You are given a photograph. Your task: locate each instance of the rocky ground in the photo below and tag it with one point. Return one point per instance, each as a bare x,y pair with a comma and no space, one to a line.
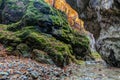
14,68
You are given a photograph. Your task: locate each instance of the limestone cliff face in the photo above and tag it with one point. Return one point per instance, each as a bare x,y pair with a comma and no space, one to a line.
32,28
72,15
102,18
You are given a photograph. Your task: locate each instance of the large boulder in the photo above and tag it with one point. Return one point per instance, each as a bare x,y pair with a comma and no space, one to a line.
32,28
102,18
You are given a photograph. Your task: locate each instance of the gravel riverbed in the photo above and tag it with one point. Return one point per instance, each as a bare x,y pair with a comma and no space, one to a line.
13,68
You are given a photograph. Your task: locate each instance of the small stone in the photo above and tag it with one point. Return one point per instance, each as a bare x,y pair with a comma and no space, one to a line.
23,77
30,69
34,74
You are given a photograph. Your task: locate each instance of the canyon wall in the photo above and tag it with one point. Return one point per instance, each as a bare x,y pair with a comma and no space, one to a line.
102,18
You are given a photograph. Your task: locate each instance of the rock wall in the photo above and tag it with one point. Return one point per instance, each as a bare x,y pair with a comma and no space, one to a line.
32,28
72,15
102,18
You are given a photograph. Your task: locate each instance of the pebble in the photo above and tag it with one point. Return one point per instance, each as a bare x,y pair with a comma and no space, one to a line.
34,74
4,73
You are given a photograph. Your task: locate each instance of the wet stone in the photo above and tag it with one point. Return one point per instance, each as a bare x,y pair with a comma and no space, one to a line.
34,74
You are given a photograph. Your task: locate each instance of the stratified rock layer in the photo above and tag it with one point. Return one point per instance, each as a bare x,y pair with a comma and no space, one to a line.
102,18
32,28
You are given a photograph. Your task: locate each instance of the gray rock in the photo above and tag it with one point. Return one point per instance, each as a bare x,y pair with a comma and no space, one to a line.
4,73
34,74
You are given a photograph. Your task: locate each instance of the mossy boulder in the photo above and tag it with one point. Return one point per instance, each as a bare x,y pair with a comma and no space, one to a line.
42,31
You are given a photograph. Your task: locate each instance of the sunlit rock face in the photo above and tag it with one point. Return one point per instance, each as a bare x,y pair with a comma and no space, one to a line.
72,15
102,18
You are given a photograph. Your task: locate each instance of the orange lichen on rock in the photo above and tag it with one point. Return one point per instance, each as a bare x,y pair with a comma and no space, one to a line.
72,15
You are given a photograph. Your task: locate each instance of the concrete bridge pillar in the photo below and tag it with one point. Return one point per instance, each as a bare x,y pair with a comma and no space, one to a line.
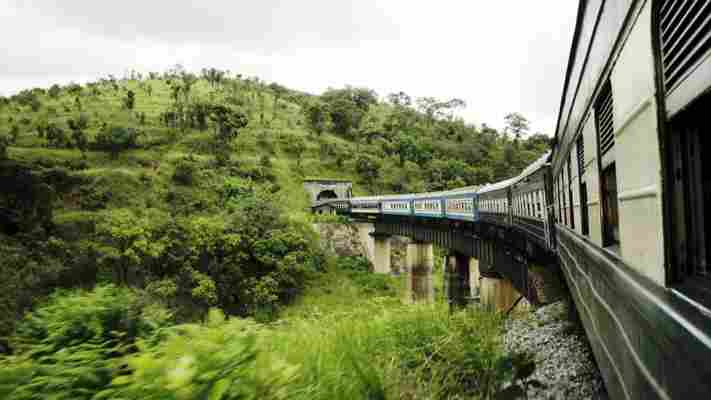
419,264
457,276
474,278
500,295
381,259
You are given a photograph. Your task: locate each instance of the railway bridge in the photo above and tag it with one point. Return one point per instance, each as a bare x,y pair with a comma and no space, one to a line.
620,208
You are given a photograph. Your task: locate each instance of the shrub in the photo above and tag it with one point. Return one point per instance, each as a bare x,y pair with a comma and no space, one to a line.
184,172
4,144
217,360
116,139
70,347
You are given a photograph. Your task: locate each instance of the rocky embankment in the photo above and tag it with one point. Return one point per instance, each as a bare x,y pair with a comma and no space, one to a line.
564,360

- - -

### [Exercise directions]
Each line of the records above must be repeated exactly, but no picture belongs in the copy.

### [Written solution]
You are given a photograph. Your task: locate each instance of the rocky ground in the photo below and tag it with one point. Return one point per instance, each as a bare x,y pair with a comma and no space, one to a line.
14,68
You are given a photograph. Your task: locate each instance of the limestone cliff face in the photo above and tag it with one point. Return one point per instance, each as a bare x,y pair with a comma and no space, one to a line.
32,28
72,15
102,18
You are given a photograph. Your task: locate each instance of the large boulder in the photo above and tag it with one point. Return one point per instance, each as a bare x,y pair with a comma and no space, one to a line.
32,28
102,18
You are given a photograph. Your task: locate each instance of the gravel riverbed in the photo above and tag it with one point. Return one point per instance, each as a bare x,y pair with a comma and no space, one to a line.
13,68
You are given a photograph. Your task: locate each instance of the small stone in the photo above and tag it with one point. Return one point per instance, each as a bare x,y pair with a comma and no space, one to a line.
23,77
30,69
34,74
You are given a photograph. Your task: locate each instance of the canyon wall in the photo above and tag it with one point. Return one point per instance, each as a bare x,y pair with a comma and no space, one to a line.
102,18
You are given a photograph. Your task: locate each instance of the rock wall in the photo above and tag it with one point. Return one point per instance, each as a bare x,y pair with a comma and no space, one to a line.
32,28
72,15
102,18
You are given a photograph. Your task: locate each instance of the pebble in the photo above and tag it with one point. Return one point per instance, each as a bare x,y pair with a comma and no space, one to a line.
34,74
4,73
You are given a photograph. Your task: locate each instance of the wet stone in the photo above and tag it with one point. Return one point per instance, each as a bare x,y pair with a comma and no space, one to a line.
34,74
You are given a photograph. Your task: locate each instance of the stratified rock layer in the photo above and tag it with one point. Return one point per instance, each as a bare x,y pair with a comma and no space, one to a line.
102,18
32,28
You are given a photograph. Your task: locate each instance of the gray rock in the photo above and tag it with one point. Return one point per instance, each as a bare x,y pair with a comma and no space, one to a line.
4,73
34,74
You are given a photograph. Your task: locate each instance of the mossy boulder in the photo above and tag it with one point. Return one point per instance, each as a bare x,y pair with a comma and no space, one to a line.
42,31
You are given a photograph. Your task: locate each instance of the sunlit rock face in the photo above and tag it with one point. Return one point per instance, each as a bare x,y pair with a comma and no space, one to a line.
72,15
102,18
You are given a photograph. Your task: locate each instance of the orange lichen on rock in the photo above and tag it with one point. Return one point per instance, each as a bare x,y pair with a comma and no space, one to a line.
72,15
You are given a photograph. Your task: locate each instance of the concrete bridge pillar in the photo below and tag it with one point. Return one point per instance, each as a bare x,y pair with a comma and no space, one to a line.
419,264
457,276
474,278
500,295
381,259
You are given a photograph. Your task: locate each instance of the railway bridge in the photo above and tag it with one point. Return one point per instance, each as a bare x,y pair with a comma and no space, one to a line.
620,208
You are given a photograph. Your task: locate each instance of the shrub in the photo above and tag it with one point. Return one point per instance, each as a bare x,y pair with a comma and no space, one to a line.
184,172
4,144
217,360
116,139
70,347
You are given a photograph. Your task: locate each instance of the rocky embankment in the photo above and tag it with one point. Return one point per instance, each as a bare x,y pair with a comma and no space, one to a line.
564,360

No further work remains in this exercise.